What is asked:
Write out the data again in full, exactly as it reads.

_____

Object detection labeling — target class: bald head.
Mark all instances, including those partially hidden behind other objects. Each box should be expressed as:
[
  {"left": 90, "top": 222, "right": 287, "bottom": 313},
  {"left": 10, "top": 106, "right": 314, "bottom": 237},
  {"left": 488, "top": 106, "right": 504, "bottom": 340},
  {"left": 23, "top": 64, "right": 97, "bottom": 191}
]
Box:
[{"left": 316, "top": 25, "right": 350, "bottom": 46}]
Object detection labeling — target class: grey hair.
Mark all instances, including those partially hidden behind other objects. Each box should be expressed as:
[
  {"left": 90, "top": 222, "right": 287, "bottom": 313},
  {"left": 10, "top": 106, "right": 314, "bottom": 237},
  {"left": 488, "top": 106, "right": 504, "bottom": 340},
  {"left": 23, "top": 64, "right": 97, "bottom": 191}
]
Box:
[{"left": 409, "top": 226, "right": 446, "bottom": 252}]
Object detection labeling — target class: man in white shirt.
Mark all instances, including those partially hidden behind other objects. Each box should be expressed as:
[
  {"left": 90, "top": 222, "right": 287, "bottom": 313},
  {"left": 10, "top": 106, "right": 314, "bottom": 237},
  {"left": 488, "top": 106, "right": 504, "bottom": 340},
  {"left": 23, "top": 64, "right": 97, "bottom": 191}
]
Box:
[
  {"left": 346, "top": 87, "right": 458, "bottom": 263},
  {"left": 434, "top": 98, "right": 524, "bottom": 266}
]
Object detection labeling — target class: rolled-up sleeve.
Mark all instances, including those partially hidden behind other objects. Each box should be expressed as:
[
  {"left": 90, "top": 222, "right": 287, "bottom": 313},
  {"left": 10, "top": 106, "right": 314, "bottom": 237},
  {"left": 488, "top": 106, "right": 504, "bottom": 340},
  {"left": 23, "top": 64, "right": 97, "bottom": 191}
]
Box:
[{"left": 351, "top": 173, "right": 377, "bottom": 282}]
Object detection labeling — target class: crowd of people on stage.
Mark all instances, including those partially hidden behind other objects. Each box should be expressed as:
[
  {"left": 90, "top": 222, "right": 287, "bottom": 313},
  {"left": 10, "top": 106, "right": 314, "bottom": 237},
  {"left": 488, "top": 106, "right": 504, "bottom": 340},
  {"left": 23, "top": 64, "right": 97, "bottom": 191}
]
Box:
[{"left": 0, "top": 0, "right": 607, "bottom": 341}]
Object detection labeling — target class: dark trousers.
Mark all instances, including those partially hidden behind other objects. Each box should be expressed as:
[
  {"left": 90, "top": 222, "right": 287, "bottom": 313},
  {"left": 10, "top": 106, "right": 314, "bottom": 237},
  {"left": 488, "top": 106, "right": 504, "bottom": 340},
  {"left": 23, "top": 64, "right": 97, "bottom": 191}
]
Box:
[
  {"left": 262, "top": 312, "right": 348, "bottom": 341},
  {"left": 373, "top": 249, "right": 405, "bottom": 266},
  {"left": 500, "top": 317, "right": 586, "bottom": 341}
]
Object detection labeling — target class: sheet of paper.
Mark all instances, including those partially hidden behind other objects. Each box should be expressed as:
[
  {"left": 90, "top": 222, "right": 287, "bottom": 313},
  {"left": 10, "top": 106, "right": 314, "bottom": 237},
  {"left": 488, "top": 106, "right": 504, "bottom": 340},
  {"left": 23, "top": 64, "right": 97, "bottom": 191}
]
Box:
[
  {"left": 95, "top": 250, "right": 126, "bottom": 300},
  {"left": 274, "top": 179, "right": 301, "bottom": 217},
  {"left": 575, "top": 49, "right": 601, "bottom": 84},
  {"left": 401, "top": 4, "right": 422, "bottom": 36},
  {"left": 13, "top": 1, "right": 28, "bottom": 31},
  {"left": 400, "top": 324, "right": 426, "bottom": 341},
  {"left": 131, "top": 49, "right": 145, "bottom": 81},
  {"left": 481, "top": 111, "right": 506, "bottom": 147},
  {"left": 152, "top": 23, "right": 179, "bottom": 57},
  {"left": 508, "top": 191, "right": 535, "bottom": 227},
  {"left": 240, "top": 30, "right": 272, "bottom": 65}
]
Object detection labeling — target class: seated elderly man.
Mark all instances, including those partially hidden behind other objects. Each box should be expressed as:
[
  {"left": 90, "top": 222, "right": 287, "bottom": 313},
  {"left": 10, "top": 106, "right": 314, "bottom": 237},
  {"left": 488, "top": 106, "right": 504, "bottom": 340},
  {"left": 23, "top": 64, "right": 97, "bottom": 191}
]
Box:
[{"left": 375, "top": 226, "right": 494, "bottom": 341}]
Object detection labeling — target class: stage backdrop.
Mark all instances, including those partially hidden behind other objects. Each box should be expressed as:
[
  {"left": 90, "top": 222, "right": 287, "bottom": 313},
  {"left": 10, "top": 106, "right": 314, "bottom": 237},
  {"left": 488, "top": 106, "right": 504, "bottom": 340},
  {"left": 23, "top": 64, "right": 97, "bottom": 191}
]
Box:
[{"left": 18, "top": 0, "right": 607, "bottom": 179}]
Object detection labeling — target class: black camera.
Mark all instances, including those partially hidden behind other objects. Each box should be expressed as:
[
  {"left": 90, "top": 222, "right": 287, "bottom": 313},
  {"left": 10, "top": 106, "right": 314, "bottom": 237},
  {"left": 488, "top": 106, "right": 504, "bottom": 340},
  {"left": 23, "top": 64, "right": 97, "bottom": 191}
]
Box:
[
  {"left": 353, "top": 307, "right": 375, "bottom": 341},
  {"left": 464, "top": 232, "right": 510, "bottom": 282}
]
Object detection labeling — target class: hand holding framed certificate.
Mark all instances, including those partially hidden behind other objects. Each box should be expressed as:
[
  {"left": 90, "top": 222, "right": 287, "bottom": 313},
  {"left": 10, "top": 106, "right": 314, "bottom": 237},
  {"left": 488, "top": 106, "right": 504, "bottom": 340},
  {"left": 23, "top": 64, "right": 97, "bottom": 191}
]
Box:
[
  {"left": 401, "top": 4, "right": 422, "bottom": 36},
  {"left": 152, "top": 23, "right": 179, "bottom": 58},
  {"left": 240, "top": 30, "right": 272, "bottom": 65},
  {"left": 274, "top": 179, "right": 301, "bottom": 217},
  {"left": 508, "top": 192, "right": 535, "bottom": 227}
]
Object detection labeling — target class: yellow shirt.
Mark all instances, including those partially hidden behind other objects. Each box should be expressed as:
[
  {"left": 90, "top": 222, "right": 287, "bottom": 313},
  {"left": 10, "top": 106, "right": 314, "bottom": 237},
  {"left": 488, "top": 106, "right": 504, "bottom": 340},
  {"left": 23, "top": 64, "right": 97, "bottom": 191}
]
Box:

_____

Exercise response:
Object detection labeling — target class: bald head.
Mark all instances, including those partially hidden behind other objects. Each box should be expressed as:
[
  {"left": 90, "top": 222, "right": 287, "bottom": 313},
  {"left": 10, "top": 106, "right": 314, "bottom": 237},
  {"left": 488, "top": 106, "right": 504, "bottom": 340},
  {"left": 23, "top": 64, "right": 97, "bottom": 191}
]
Box:
[{"left": 316, "top": 25, "right": 350, "bottom": 46}]
Object detection labeling — target class: grey hair.
Mark all instances, including those partially hidden behind other objects. Each box should be expressed as:
[
  {"left": 90, "top": 222, "right": 287, "bottom": 313},
  {"left": 10, "top": 106, "right": 314, "bottom": 237},
  {"left": 488, "top": 106, "right": 504, "bottom": 340},
  {"left": 23, "top": 64, "right": 97, "bottom": 191}
]
Box:
[{"left": 409, "top": 226, "right": 446, "bottom": 252}]
Object detection labeling — target class: man in white shirt.
Mark all instances, including those partially hidden behind other objects. Each box should be expressed as:
[
  {"left": 90, "top": 222, "right": 287, "bottom": 313},
  {"left": 10, "top": 106, "right": 314, "bottom": 237},
  {"left": 488, "top": 106, "right": 504, "bottom": 340},
  {"left": 23, "top": 64, "right": 97, "bottom": 191}
]
Box:
[
  {"left": 346, "top": 87, "right": 458, "bottom": 263},
  {"left": 434, "top": 98, "right": 524, "bottom": 266}
]
Object detection labeling — target class: rolled-up sleeve.
Mark all instances, including those partially hidden behind other objects. Each box should be expressed as:
[
  {"left": 90, "top": 222, "right": 287, "bottom": 313},
  {"left": 10, "top": 106, "right": 314, "bottom": 237},
  {"left": 488, "top": 106, "right": 504, "bottom": 340},
  {"left": 23, "top": 64, "right": 97, "bottom": 191}
]
Box:
[{"left": 351, "top": 173, "right": 377, "bottom": 282}]
Object detection labeling — target class: crowd of people on stage.
Mark all instances, including those partially hidden behind other objects. Each box should be expressed as:
[
  {"left": 90, "top": 222, "right": 287, "bottom": 313},
  {"left": 10, "top": 106, "right": 314, "bottom": 237},
  {"left": 488, "top": 106, "right": 504, "bottom": 340},
  {"left": 23, "top": 64, "right": 97, "bottom": 191}
]
Box:
[{"left": 0, "top": 0, "right": 607, "bottom": 341}]
Object detection labeling — target class: dark trousers.
Mark all instances, including those partially hidden behind other objects. Each box should be expressed as:
[
  {"left": 90, "top": 222, "right": 287, "bottom": 313},
  {"left": 10, "top": 106, "right": 314, "bottom": 237},
  {"left": 488, "top": 106, "right": 504, "bottom": 340},
  {"left": 23, "top": 64, "right": 97, "bottom": 191}
]
Box:
[
  {"left": 262, "top": 312, "right": 348, "bottom": 341},
  {"left": 373, "top": 249, "right": 405, "bottom": 266},
  {"left": 500, "top": 317, "right": 586, "bottom": 341}
]
Object detection labeling — target class: sheet of paper.
Mark all instances, including those partially hidden behind other objects. Each box should be expressed as:
[
  {"left": 90, "top": 222, "right": 287, "bottom": 313},
  {"left": 10, "top": 106, "right": 314, "bottom": 237},
  {"left": 488, "top": 106, "right": 504, "bottom": 340},
  {"left": 23, "top": 64, "right": 97, "bottom": 191}
]
Box:
[
  {"left": 95, "top": 250, "right": 126, "bottom": 300},
  {"left": 274, "top": 179, "right": 301, "bottom": 217},
  {"left": 575, "top": 49, "right": 601, "bottom": 84},
  {"left": 401, "top": 4, "right": 422, "bottom": 36},
  {"left": 13, "top": 1, "right": 28, "bottom": 31},
  {"left": 400, "top": 324, "right": 426, "bottom": 341},
  {"left": 131, "top": 49, "right": 145, "bottom": 81},
  {"left": 481, "top": 111, "right": 506, "bottom": 147},
  {"left": 152, "top": 23, "right": 179, "bottom": 57},
  {"left": 508, "top": 191, "right": 535, "bottom": 227},
  {"left": 240, "top": 30, "right": 272, "bottom": 65}
]
Object detection labeling — target class: seated elderly man.
Mark all instances, including those partially hidden behind other objects. Each box should be expressed as:
[
  {"left": 90, "top": 222, "right": 287, "bottom": 313},
  {"left": 10, "top": 106, "right": 314, "bottom": 237},
  {"left": 488, "top": 106, "right": 504, "bottom": 340},
  {"left": 23, "top": 64, "right": 97, "bottom": 191}
]
Box:
[{"left": 375, "top": 226, "right": 494, "bottom": 341}]
Object detection labeling — target class: stage backdrop.
Mark all instances, including those partially hidden behind other objects. Each box should be expressed as:
[
  {"left": 90, "top": 222, "right": 287, "bottom": 313},
  {"left": 10, "top": 106, "right": 314, "bottom": 237},
  {"left": 488, "top": 106, "right": 504, "bottom": 340},
  {"left": 23, "top": 64, "right": 97, "bottom": 191}
]
Box:
[{"left": 18, "top": 0, "right": 607, "bottom": 179}]
Object detection labeling — target class: black camera.
Mark all instances, including those partially hidden behind other objects. Each box should be expressed as:
[
  {"left": 90, "top": 222, "right": 287, "bottom": 313},
  {"left": 10, "top": 106, "right": 314, "bottom": 237},
  {"left": 488, "top": 106, "right": 504, "bottom": 340},
  {"left": 23, "top": 64, "right": 97, "bottom": 191}
]
Box:
[
  {"left": 353, "top": 307, "right": 375, "bottom": 341},
  {"left": 464, "top": 232, "right": 510, "bottom": 282}
]
Object detection labeling — target class: hand holding framed certificate.
Mark all instances, including those partially hidden behind other objects. Each box should be expressed as:
[
  {"left": 90, "top": 222, "right": 287, "bottom": 313},
  {"left": 10, "top": 106, "right": 314, "bottom": 237},
  {"left": 488, "top": 106, "right": 504, "bottom": 340},
  {"left": 23, "top": 64, "right": 97, "bottom": 191}
]
Box:
[
  {"left": 401, "top": 4, "right": 422, "bottom": 36},
  {"left": 152, "top": 23, "right": 179, "bottom": 58},
  {"left": 240, "top": 30, "right": 272, "bottom": 65},
  {"left": 274, "top": 179, "right": 301, "bottom": 217},
  {"left": 508, "top": 192, "right": 535, "bottom": 227}
]
Object detection labeling — target class: yellow shirt.
Mark all instances, including those partially hidden behind other objects. Each box should be expressed as:
[
  {"left": 90, "top": 222, "right": 287, "bottom": 313},
  {"left": 10, "top": 106, "right": 314, "bottom": 237},
  {"left": 488, "top": 106, "right": 504, "bottom": 340},
  {"left": 23, "top": 64, "right": 97, "bottom": 191}
]
Box:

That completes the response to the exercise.